EXERCISE INPUT
==================================================
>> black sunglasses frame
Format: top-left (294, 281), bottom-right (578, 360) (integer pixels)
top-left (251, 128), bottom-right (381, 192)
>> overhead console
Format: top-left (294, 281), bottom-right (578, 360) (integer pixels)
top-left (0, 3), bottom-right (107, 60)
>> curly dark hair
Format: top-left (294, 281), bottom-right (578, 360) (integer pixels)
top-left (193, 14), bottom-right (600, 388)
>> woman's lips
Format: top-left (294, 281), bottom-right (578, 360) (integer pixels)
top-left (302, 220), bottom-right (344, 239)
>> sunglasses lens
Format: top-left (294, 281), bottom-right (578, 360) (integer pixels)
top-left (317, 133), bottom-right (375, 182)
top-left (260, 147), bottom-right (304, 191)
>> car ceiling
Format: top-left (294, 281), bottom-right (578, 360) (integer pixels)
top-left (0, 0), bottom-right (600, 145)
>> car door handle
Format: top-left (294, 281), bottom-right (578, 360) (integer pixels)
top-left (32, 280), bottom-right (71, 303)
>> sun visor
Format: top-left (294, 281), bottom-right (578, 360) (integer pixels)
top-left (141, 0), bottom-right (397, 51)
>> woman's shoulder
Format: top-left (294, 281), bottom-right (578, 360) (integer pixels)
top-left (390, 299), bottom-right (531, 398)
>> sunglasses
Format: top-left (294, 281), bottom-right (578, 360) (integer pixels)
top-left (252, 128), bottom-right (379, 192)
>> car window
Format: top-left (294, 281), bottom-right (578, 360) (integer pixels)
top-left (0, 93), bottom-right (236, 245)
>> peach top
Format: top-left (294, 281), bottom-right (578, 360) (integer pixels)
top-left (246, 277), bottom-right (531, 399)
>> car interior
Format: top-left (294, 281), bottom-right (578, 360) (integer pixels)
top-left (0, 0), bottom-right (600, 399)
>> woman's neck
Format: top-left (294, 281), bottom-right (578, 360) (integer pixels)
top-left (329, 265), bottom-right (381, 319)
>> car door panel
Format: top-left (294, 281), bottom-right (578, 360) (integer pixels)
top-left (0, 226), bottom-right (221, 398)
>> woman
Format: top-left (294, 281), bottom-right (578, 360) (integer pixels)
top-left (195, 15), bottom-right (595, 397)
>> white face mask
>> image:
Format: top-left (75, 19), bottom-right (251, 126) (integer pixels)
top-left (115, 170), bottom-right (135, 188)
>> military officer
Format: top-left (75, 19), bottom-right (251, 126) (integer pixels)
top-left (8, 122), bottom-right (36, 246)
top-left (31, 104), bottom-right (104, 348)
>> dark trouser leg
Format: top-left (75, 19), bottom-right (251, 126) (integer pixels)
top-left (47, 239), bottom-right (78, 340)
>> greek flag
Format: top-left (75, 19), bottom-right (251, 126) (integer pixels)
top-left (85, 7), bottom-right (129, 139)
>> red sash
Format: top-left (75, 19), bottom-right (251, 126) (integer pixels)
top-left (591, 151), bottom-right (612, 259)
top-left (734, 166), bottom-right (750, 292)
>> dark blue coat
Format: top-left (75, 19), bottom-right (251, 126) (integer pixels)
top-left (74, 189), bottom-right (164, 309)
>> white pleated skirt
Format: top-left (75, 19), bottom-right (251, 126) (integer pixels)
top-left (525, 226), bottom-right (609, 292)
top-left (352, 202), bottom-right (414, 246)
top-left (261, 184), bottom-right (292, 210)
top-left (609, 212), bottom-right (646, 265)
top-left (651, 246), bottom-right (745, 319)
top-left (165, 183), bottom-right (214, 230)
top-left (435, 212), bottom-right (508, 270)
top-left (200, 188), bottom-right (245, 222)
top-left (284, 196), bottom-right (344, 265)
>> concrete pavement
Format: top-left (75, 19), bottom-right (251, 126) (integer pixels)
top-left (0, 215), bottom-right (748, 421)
==================================================
AIM OF THE EXERCISE
How many lines in the records above contain the string "woman"? Case counts, so reply with only the number.

SOLUTION FOR THIS EXERCISE
4